[Items listed in a dataset]
⟨
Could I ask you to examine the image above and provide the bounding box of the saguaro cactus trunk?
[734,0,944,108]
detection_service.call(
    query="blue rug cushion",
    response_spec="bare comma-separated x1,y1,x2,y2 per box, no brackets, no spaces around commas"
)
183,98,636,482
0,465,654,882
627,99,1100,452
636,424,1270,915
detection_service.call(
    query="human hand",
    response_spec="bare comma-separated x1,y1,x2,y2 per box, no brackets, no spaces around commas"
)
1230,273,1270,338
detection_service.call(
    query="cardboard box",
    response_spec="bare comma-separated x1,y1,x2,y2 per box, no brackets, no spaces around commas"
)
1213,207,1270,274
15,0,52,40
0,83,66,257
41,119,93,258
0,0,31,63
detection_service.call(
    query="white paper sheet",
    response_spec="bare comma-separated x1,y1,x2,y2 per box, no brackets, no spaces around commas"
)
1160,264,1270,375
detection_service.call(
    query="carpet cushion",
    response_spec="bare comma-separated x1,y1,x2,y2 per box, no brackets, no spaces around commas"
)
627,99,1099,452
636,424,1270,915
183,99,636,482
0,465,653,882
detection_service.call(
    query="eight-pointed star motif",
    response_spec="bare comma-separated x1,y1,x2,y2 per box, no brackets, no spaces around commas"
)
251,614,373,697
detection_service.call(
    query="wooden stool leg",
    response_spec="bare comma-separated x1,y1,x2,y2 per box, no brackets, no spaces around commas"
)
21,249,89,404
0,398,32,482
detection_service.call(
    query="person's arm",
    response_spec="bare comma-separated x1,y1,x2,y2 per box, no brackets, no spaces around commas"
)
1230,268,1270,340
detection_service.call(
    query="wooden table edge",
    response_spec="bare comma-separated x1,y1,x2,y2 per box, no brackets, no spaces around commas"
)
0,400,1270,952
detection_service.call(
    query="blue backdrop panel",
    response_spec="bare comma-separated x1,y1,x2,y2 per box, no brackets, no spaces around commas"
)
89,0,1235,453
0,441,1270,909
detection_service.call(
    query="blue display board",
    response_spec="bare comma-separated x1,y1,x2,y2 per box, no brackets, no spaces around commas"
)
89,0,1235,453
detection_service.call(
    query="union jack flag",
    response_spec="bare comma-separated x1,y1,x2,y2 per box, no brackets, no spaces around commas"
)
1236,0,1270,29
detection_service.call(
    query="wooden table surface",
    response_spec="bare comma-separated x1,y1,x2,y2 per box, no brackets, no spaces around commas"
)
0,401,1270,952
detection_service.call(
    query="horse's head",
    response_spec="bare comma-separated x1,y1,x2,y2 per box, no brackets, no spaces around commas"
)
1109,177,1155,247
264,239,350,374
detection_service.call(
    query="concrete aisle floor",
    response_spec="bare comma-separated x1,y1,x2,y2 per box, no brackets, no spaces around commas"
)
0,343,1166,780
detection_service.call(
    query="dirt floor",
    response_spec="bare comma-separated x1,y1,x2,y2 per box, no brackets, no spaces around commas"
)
⟩
[Job]: Please recast every line of the data above as a numbered list, leaving out any blank lines.

[Written solution]:
1. Could I ask you to examine the image above and provide the bounding box of the saguaro cactus trunk?
2. [734,0,944,108]
3. detection_service.call(
4.     query="blue rug cushion",
5.     response_spec="bare comma-separated x1,y1,x2,y2 per box, no brackets, no spaces around commas"
6. )
7. 183,98,636,482
8. 0,465,654,882
9. 627,99,1100,452
10. 636,424,1270,915
11. detection_service.call(
12.     query="human hand",
13.     response_spec="bare comma-separated x1,y1,x2,y2 per box, no brackets, no spaces around commas"
14. )
15. 1230,273,1270,338
16. detection_service.call(
17.     query="cardboard box",
18.     response_spec="bare comma-separated x1,y1,x2,y2 per box, no brackets, no spaces around commas"
19. )
20. 1213,207,1270,274
21. 15,0,52,40
22. 0,83,66,257
23. 41,119,93,258
24. 0,0,31,63
25. detection_service.call(
26.     query="white paper sheet",
27.     response_spec="bare comma-separated x1,y1,x2,y2 per box, no brackets, no spaces around commas"
28. )
29. 1160,264,1270,375
30. detection_service.call(
31.     query="carpet cushion",
32.     response_spec="bare comma-separated x1,y1,x2,y2 per box, no brackets, no spaces around commas"
33. )
34. 627,99,1099,452
35. 636,424,1270,915
36. 183,99,636,482
37. 0,465,653,882
38. detection_service.call(
39.     query="eight-pointed star motif",
40.     response_spec="bare comma-separated x1,y1,x2,y2 per box, no brackets, no spaces around commas"
41. )
42. 251,614,373,697
43. detection_service.call(
44.     query="wooden stool leg",
45.     response_spec="bare comma-separated x1,y1,x2,y2 per box, no brackets, no spaces around commas"
46. )
47. 21,249,89,404
48. 0,398,32,482
49. detection_service.call(
50.     query="person's arm",
51.     response_spec="bare comma-separated x1,y1,x2,y2 per box, no brackets, no spaces around commas"
52. )
53. 1230,268,1270,340
54. detection_service.call(
55.     query="wooden table edge",
56.     response_spec="bare comma-separated x1,y1,x2,y2 per box, no brackets, no spaces around commas"
57. )
58. 0,400,1270,952
59. detection_service.call(
60.     query="blue backdrop panel",
61.     response_spec="bare comma-separated x1,y1,x2,y2 per box, no brackets, no spaces around commas"
62. )
63. 89,0,1235,453
64. 0,441,1270,909
65. detection_service.call(
66.     query="blue display board",
67.     response_spec="bare comma-separated x1,y1,x2,y2 per box, no brackets, no spaces around commas"
68. )
69. 89,0,1235,453
70. detection_service.call(
71.     query="union jack flag",
72.     response_spec="bare comma-separated x1,y1,x2,y2 per box, no brackets, no spaces around commas"
73. )
74. 1236,0,1270,29
75. detection_service.call(
76.     query="wooden table surface",
77.     response_spec="bare comma-separated x1,y1,x2,y2 per box, no brackets, no spaces around commas"
78. )
79. 0,401,1270,952
80. detection_service.call(
81.     query="horse's head",
82.     response_spec="bare comma-separated x1,y1,x2,y2 per box, no brackets, no spaces around commas"
83. )
84. 1109,177,1155,247
85. 264,239,350,374
86. detection_service.call(
87.     query="concrete aisle floor",
88.     response_spec="bare comma-separated x1,y1,x2,y2 per box, no brackets, no spaces around commas"
89. )
90. 0,343,1166,780
91. detection_service.call(
92.     query="dirt floor",
93.     response_spec="bare comma-separated x1,y1,x2,y2 per box, no brackets, no spaces around commas"
94. )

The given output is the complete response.